======== Materiale del compito

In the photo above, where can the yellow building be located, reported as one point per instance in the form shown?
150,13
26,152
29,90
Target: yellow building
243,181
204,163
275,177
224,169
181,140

================

- Istruzioni del compito: Riscrivi come elenco numerato tutte le righe del materiale qui sopra, omettendo quelle vuote.

- Risposta scritta:
1. In the photo above, where can the yellow building be located, reported as one point per instance in the form shown?
2. 150,13
3. 26,152
4. 29,90
5. Target: yellow building
6. 243,181
7. 204,163
8. 275,177
9. 224,169
10. 181,140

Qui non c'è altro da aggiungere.